--- START OF PROVIDED TEXT ---

# Lightweight "stage" piano



## jimjazzuk (Jun 6, 2021)

Hi all,

I'm looking for a lightweight stage/portable piano to do solo gigs at weddings & functions. I currently have a Nord Electro 3 HP, which is about the worst instrument possible to play solo jazz piano - it's virtually impossible to play quiet dynamics and it's BRIGHT RED which doesn't always fit in with the surroundings. The Nord is 11kg and I don't really want anything heavier, because I suffer with a bad back! Having spent the last year playing exclusively software pianos, the Nord doesn't seem to sound so great.

Any suggestions?


----------



## doctoremmet (Jun 6, 2021)

One of those lighter Hammond boards maybe? I can’t say I have had any gigging experience with them myself, but a local keyboard (and harmonica) wizard (Tollak Ollestad) seems to do fine with one. Appear to be light yet sturdy. No idea about key action though.


----------



## ptram (Jun 6, 2021)

Unfortunately, a good piano will always weight much. The main component, the keyboard, is very heavy, even in case of 'lightweight' models. And to keep it from folding, you need a heavy frame.

--- END OF PROVIDED TEXT ---
--- START OF SUPPLIED ENTRIES ---

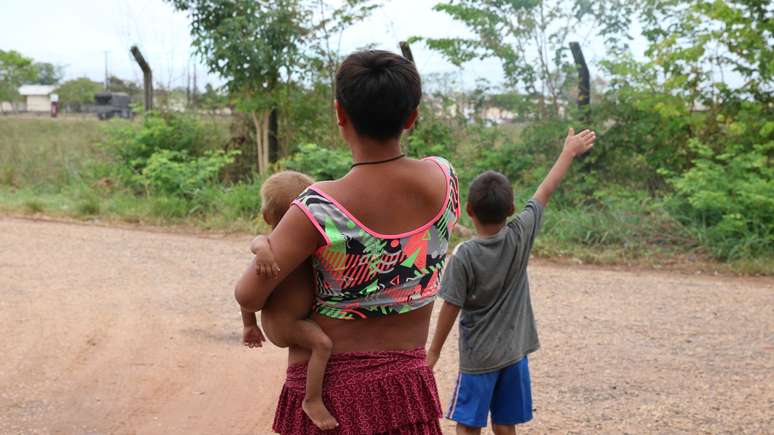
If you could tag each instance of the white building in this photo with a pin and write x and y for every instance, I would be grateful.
(38, 97)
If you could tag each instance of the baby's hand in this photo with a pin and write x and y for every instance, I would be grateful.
(577, 144)
(265, 265)
(432, 358)
(252, 336)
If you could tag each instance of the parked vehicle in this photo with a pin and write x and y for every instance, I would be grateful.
(110, 104)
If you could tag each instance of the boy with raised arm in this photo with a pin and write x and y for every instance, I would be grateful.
(486, 279)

--- END OF SUPPLIED ENTRIES ---

### TO BE DONE
1. In the stage piano thread, how much does the Nord Electro 3 HP weigh?
2. Summarize the stage piano thread in two sentences.
3. Extend the stage piano thread by continuing it from its last post.
The material on this page is not needed for any of the work here.

### EXERCISE RESULTS
1. It weighs 11 kg.

2. A user seeking a lightweight piano for solo gigs at weddings and functions finds the 11 kg, bright red Nord Electro 3 HP poorly suited to solo jazz piano and wants nothing heavier because of a bad back. One reply suggests one of the lighter Hammond boards, while another says a good piano will always be heavy because of its keyboard and the frame needed to keep it from folding.

3.
You could also try with trolley cases. They would make carrying the piano much easier.

Paolo


----------



## SupremeFist (Jun 6, 2021)

Roland FP10 is just over 12kg.


----------



## jimjazzuk (Jun 6, 2021)

SupremeFist said:


> Roland FP10 is just over 12kg.


Unfortunately no proper outputs (only mini jack headphone socket)


----------



## jimjazzuk (Jun 6, 2021)

ptram said:


> Unfortunately, a good piano will always weight much. The main component, the keyboard, is very heavy, even in case of 'lightweight' models. And to keep it from folding, you need a heavy frame.
> 
> You could also try with trolley cases. They would make carrying the piano much easier.
> 
> Paolo


I already wheel my Nord on a trolley... but 9 times out of 10, there will be some part of the setup where I have to lift still


----------



## SupremeFist (Jun 6, 2021)

jimjazzuk said:


> Unfortunately no proper outputs (only mini jack headphone socket)


Ah, I hadn't even noticed that since I just use mine as my studio controller. Lovely action though.


----------



## pcohen12 (Jun 6, 2021)

I'm a big fan of my Casio Privia PX-5S. It's only 24 lbs/11 kg and still has one of the best-feeling keybeds that I've found (at least back in 2013 when I was trying them all out 😛). The piano sound is quite passable. I wish the looks were a little more conventional, but at least it's not bright red!


----------



## SupremeFist (Jun 6, 2021)

3DC said:


> I am also on the market for stage piano and Roland FP10 is on my short list since its the only with relatively good escapement system, however I read many reviews about its rattling keys. Apparently the key action is loud as hell. Some say this is normal.
> 
> What's your experience and how long do you have it if I may ask?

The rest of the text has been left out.